» **Exercise instructions**
Copy out, unchanged, the stretch of the material below from the line containing "Question. Spot each instance of the metal" through the end of the material, leaving out the pictures.

Records of labeled points
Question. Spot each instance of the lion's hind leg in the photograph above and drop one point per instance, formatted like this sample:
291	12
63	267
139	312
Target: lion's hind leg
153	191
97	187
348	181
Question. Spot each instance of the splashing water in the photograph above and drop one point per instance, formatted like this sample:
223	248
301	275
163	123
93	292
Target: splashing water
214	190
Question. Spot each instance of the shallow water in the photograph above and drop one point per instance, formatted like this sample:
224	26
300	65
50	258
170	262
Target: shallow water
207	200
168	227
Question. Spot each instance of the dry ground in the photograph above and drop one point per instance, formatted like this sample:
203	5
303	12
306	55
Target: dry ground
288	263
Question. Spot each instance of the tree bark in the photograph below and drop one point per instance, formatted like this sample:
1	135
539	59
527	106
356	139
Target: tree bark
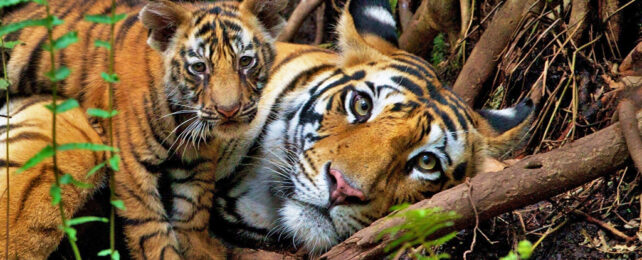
430	18
528	181
495	38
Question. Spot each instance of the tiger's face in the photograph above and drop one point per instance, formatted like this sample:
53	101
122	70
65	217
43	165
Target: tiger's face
368	138
378	131
217	57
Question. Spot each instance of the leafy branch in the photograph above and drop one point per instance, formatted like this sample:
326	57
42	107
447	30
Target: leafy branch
114	160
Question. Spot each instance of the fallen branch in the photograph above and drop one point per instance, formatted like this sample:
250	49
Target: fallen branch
495	38
626	113
297	17
528	181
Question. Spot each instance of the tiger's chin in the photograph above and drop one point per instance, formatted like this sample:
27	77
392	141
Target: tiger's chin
309	226
230	129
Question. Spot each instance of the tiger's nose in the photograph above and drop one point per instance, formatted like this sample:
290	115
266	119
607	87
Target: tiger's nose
341	192
228	111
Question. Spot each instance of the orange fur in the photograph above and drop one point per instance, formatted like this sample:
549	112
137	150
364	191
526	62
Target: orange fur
157	85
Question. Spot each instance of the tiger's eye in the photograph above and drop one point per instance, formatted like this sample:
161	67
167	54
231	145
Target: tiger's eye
246	61
361	106
198	67
427	162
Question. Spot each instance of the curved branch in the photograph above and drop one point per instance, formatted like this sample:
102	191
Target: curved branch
626	112
495	38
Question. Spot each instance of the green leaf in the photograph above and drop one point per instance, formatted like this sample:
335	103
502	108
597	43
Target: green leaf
83	220
10	44
95	169
5	3
86	146
97	112
55	192
105	19
113	78
60	74
64	106
4	84
104	252
115	255
103	44
114	163
39	157
62	42
71	233
119	204
511	256
525	249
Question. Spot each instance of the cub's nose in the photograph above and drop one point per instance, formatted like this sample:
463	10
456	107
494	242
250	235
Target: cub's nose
341	192
228	111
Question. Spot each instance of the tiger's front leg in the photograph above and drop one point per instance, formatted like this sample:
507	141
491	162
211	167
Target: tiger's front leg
192	199
34	222
147	226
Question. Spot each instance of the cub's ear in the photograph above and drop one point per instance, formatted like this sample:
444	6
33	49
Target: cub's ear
162	18
505	129
367	31
267	14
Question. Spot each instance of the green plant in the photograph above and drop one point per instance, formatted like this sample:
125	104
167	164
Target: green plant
4	85
524	251
439	50
56	75
114	160
418	226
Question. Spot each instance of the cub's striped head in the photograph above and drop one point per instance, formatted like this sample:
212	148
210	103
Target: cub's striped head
216	56
377	131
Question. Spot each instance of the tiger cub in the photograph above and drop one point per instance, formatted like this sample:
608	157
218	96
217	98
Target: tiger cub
192	84
355	133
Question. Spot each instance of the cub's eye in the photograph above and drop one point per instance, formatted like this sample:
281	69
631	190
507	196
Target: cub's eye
198	67
427	162
361	107
246	61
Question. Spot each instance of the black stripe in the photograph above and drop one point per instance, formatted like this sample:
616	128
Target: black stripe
28	136
124	29
408	84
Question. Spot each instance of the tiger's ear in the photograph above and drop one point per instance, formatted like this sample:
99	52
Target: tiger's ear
162	18
504	129
267	13
367	31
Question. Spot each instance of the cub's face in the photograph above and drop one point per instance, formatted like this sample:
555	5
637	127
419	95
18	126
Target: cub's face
367	138
217	57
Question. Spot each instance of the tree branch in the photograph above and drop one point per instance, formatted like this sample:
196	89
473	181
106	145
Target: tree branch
495	38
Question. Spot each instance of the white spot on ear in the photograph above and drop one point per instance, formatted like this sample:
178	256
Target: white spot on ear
380	14
506	112
417	175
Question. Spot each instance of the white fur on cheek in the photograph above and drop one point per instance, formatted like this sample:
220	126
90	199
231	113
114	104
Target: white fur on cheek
307	225
380	14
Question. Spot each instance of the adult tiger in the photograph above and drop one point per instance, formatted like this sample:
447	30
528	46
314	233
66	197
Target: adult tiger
358	132
201	77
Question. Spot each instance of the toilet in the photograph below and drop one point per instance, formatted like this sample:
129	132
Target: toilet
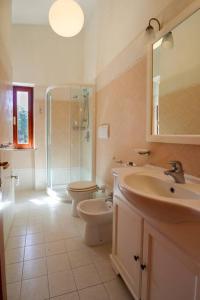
79	191
97	214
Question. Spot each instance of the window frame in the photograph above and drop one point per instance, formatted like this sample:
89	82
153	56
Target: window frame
30	143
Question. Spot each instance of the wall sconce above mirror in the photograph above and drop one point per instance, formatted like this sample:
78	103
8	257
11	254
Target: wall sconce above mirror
173	110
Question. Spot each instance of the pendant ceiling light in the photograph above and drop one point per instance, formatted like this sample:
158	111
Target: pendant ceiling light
66	18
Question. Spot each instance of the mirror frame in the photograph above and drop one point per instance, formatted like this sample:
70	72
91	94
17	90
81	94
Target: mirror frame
175	139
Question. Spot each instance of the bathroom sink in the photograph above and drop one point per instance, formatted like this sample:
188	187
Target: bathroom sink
158	196
156	187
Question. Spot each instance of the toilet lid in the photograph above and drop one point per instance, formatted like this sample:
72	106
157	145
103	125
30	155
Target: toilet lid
81	185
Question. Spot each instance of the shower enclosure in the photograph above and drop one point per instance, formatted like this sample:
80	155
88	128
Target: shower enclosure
70	137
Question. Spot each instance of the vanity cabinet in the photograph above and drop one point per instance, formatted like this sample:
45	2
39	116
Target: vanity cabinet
128	242
169	274
150	264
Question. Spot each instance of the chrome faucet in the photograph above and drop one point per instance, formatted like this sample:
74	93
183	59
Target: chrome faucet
177	172
109	198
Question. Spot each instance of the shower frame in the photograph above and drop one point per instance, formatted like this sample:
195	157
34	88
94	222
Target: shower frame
49	189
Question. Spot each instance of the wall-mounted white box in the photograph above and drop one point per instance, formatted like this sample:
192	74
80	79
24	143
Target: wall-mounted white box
103	131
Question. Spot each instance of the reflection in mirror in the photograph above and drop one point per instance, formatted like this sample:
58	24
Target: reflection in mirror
176	80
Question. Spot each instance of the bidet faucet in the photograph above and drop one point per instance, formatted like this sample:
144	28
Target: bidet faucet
177	172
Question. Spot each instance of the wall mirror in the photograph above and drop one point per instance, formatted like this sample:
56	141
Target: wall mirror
174	83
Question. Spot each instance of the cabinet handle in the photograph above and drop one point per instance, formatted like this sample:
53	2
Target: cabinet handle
143	267
136	257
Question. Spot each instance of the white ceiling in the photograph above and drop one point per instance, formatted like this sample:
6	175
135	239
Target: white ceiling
36	11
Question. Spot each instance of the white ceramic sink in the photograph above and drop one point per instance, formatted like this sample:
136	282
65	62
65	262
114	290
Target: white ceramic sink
158	196
156	187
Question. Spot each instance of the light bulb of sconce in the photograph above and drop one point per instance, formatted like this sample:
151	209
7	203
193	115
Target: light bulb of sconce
66	18
168	41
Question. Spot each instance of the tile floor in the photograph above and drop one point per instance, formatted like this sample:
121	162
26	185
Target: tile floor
47	259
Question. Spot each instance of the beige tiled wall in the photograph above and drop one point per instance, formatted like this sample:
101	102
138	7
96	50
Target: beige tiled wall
122	104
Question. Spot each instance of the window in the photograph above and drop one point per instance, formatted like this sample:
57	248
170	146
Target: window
23	116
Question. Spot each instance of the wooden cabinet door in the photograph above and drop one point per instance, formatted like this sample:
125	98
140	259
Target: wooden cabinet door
128	245
169	273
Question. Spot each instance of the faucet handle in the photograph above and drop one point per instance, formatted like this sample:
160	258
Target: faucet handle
177	165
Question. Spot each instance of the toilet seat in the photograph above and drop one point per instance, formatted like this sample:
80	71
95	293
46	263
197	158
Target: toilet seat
81	186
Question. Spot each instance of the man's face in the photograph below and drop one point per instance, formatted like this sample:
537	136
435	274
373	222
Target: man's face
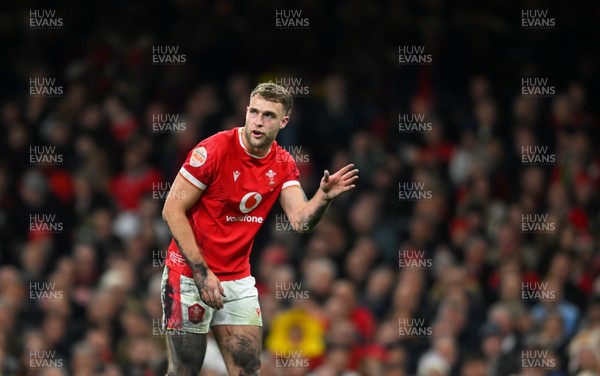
264	119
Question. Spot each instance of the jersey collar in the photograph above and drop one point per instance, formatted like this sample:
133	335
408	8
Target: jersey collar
244	146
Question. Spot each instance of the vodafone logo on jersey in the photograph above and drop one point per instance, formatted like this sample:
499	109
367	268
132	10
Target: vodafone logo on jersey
250	201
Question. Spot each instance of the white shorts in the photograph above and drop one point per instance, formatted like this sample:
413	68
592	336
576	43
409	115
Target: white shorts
183	309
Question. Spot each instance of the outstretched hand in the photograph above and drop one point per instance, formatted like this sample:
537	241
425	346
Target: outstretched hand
342	181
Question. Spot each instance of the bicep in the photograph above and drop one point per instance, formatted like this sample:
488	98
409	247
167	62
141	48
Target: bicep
183	195
292	200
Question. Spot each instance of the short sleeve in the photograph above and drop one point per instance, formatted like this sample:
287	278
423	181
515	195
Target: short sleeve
200	166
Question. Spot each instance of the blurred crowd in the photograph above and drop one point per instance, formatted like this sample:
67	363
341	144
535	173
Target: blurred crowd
458	283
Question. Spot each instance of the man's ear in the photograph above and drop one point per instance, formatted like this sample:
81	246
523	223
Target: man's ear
284	122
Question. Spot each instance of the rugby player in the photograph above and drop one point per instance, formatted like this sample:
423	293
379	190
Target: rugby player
217	203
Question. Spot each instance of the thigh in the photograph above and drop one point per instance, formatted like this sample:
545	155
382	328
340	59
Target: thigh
240	346
183	311
186	353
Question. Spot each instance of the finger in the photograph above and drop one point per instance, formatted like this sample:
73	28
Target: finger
345	169
211	299
350	174
218	301
204	298
351	179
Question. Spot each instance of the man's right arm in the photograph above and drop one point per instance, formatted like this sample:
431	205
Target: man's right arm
182	196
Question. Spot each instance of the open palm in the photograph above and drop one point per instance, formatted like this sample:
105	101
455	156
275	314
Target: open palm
340	182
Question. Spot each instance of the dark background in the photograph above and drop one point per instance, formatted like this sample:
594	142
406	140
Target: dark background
105	261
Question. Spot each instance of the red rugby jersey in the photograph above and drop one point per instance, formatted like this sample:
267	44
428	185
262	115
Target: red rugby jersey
239	191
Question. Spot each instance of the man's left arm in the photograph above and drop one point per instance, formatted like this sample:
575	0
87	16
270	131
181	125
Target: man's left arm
304	214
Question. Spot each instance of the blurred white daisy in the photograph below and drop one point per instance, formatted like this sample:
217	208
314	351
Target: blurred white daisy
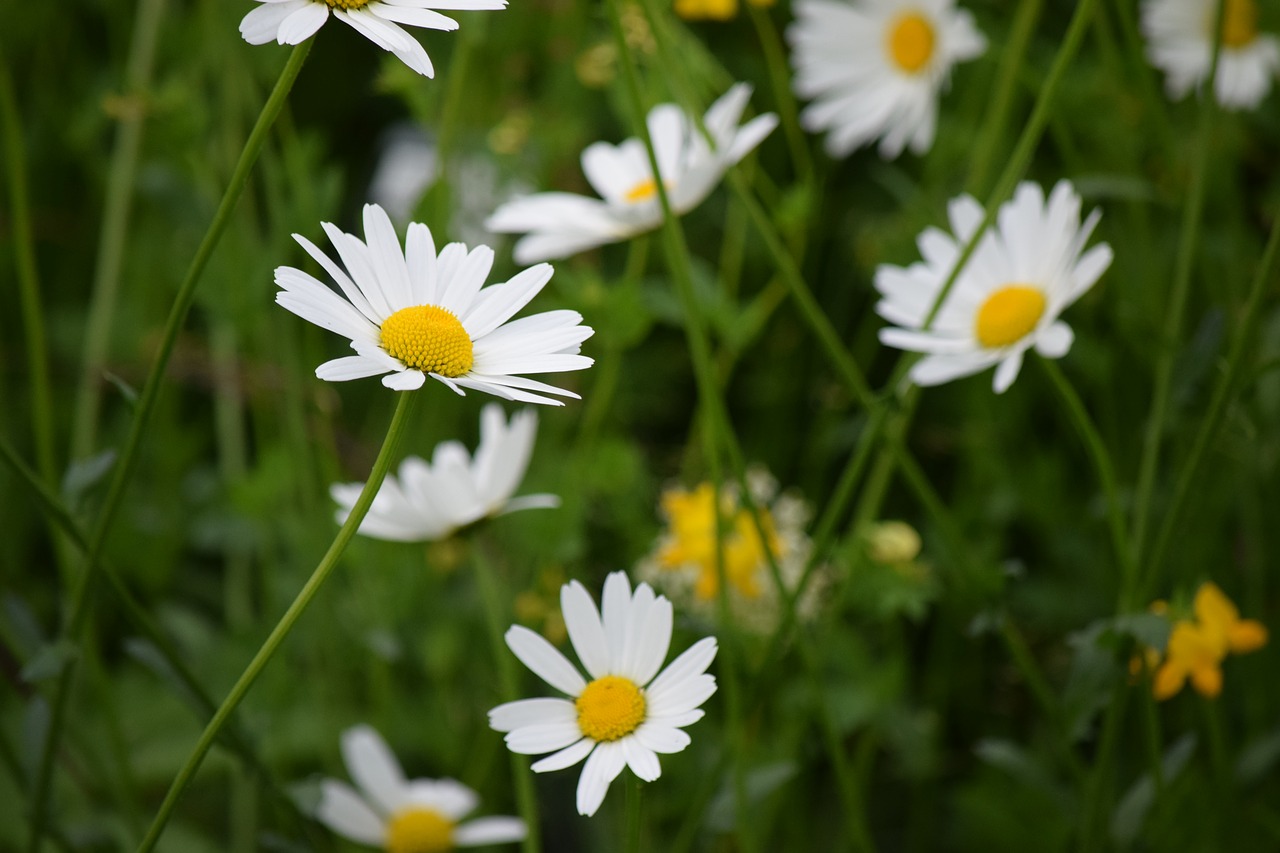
873	68
291	22
1180	42
1020	277
558	224
624	716
432	500
398	815
412	314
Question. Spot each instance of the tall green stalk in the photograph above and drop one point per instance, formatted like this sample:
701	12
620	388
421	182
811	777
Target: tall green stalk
403	406
82	594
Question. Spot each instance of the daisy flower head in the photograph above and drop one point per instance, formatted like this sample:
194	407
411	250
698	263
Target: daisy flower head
400	815
873	68
430	501
411	314
1024	272
291	22
1180	44
629	712
558	224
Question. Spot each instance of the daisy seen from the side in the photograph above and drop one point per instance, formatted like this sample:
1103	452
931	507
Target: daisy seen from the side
411	314
1023	273
874	68
558	224
291	22
1180	44
627	714
430	501
403	815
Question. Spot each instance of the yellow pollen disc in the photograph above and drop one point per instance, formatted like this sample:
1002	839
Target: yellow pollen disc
1009	315
910	42
419	830
609	708
1239	23
429	338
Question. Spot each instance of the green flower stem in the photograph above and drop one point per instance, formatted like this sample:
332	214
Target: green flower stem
115	224
403	406
82	594
1223	395
1175	308
496	616
714	422
1106	473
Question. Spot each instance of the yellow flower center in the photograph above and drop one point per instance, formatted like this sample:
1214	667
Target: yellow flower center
609	708
1009	315
1239	23
910	42
429	338
419	830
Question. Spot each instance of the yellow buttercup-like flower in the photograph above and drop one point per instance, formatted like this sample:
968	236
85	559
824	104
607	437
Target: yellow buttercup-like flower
1198	646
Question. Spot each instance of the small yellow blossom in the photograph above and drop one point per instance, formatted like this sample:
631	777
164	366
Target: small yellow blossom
1198	646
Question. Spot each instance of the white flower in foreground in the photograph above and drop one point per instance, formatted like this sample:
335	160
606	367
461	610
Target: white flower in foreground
558	224
291	22
412	315
624	716
1180	44
874	68
398	815
1020	277
432	500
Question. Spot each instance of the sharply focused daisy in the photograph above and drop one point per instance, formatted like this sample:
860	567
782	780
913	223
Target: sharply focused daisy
624	716
1020	277
1180	42
873	68
432	500
558	224
411	314
398	815
291	22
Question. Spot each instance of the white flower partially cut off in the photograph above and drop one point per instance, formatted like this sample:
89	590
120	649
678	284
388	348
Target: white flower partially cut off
624	716
1180	44
411	314
874	68
291	22
398	815
430	501
558	224
1023	273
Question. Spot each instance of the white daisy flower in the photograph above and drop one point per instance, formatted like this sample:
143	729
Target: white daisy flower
1180	44
873	68
1020	277
291	22
412	314
429	501
624	716
558	224
398	815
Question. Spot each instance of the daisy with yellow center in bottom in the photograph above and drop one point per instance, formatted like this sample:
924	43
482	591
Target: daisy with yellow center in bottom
1022	276
414	314
873	68
624	716
291	22
1180	42
558	224
403	816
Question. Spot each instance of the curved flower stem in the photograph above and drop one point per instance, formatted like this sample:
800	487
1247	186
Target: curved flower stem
86	584
1106	475
496	615
1217	404
403	406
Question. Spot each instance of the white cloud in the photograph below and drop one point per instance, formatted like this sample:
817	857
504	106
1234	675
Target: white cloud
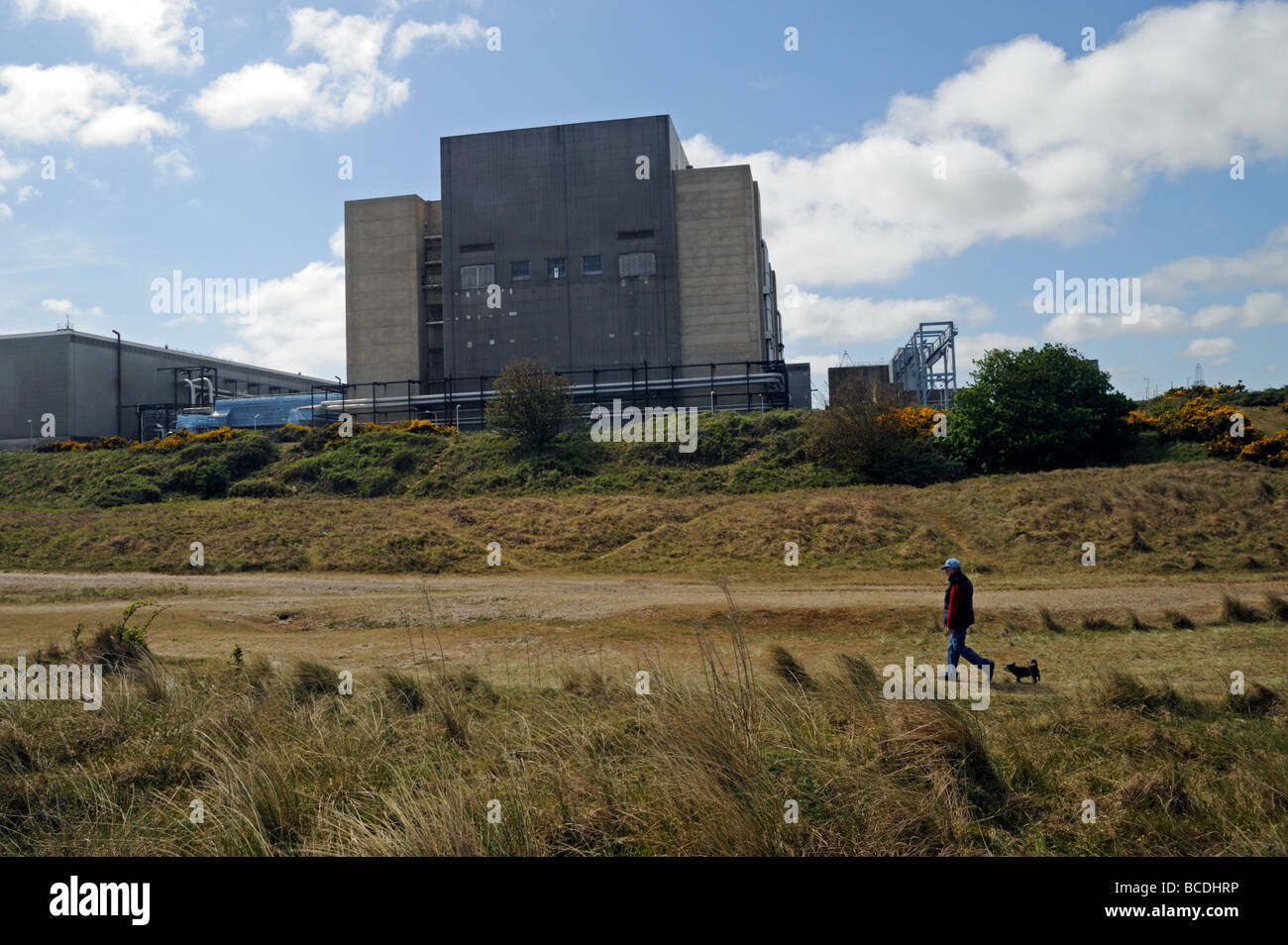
1265	264
1037	145
172	161
1072	327
1218	351
348	44
11	170
64	306
456	35
811	321
146	33
82	103
348	85
1253	312
299	323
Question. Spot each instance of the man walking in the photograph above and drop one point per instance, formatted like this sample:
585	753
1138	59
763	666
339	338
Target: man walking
958	617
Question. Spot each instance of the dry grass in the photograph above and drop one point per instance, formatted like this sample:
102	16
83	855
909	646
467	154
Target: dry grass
1145	520
413	761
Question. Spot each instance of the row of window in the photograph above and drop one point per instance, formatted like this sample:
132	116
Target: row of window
481	275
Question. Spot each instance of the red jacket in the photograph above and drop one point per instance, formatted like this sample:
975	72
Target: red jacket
958	602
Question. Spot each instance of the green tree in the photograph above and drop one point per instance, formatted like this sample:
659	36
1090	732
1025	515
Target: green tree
531	403
1035	409
863	433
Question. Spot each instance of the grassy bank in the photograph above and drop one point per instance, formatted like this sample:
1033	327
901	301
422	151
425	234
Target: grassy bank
410	763
1203	518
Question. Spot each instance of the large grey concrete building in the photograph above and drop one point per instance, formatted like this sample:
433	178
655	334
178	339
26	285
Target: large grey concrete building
593	248
102	386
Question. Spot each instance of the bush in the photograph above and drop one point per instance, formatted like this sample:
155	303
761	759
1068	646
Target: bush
879	438
124	489
1037	409
531	403
248	454
257	488
210	479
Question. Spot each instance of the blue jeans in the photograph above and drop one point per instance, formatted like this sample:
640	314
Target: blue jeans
957	648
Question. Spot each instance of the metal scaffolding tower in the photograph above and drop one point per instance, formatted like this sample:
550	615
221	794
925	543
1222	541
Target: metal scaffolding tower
927	365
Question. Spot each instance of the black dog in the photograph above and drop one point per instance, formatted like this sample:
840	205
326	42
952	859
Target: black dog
1022	673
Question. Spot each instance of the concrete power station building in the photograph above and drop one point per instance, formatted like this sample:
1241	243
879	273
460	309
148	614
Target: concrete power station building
73	385
593	248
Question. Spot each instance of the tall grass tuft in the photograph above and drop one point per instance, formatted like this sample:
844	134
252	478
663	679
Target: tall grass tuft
1234	610
790	669
1048	622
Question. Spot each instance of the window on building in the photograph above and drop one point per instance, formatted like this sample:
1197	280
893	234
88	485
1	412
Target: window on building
478	275
636	264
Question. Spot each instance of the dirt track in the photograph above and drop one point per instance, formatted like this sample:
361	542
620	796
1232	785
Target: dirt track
527	596
366	619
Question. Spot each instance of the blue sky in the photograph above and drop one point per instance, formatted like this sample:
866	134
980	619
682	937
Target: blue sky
917	161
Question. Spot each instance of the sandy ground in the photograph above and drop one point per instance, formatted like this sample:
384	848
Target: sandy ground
539	625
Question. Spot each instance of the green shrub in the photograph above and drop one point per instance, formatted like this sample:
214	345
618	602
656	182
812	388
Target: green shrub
210	479
257	488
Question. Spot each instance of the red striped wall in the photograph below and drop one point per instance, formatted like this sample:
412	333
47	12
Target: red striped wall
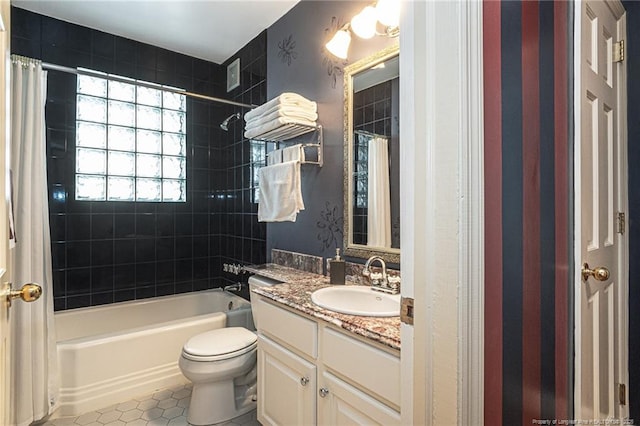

» **Reply**
Question. Spot each instance of the metal scaffolding tower in the photograph above and drop one point per instance, formatted like this sample:
550	615
221	794
925	543
1222	541
Target: metal scaffolding tower
927	365
Question. Spot each instance of the black dog in the photograph above and drop one point per instance, formatted like this sample:
840	205
326	42
952	859
Target: black dog
1022	673
Question. Spot each instance of the concrete power station building in the photograph above and drop one point per instance, formatted like this sample:
1241	243
879	273
460	309
148	614
Target: concrete power station building
73	385
593	248
Question. Spot each instance of the tall grass tuft in the photograph above and drop one point per instance, formatted like this sample:
844	134
252	478
663	679
Target: tall grass tuft
1234	610
790	669
1048	622
Question. Spot each instance of the window on building in the photograph above and drop one point per instance, formatted like this sample:
1197	280
893	234
88	485
1	412
Target: window on building
478	275
636	264
Question. Spot each instance of the dirt track in the photograph above and drop one point per instance, formatted like this sample:
361	542
620	796
1232	785
Target: dirt track
527	596
366	619
Question. Spot each instance of the blue sky in the photograph above and drop one point per instance, formatted like this sample:
866	134
980	619
682	937
Target: blue sky
917	161
Question. Spot each instance of the sandy ground in the photograph above and drop one point per instance, formatted like this sample:
384	848
Target: sandy ground
539	625
Question. Spot each instance of the green shrub in the photograph above and drop one point per instance, formatted like this sample:
214	345
618	602
656	182
812	388
Target: green shrub
210	479
257	488
Question. Spot each instance of the red striped wall in the photograph below and drop one point per instance, formatted like this sample:
412	333
47	12
Target: red striped wall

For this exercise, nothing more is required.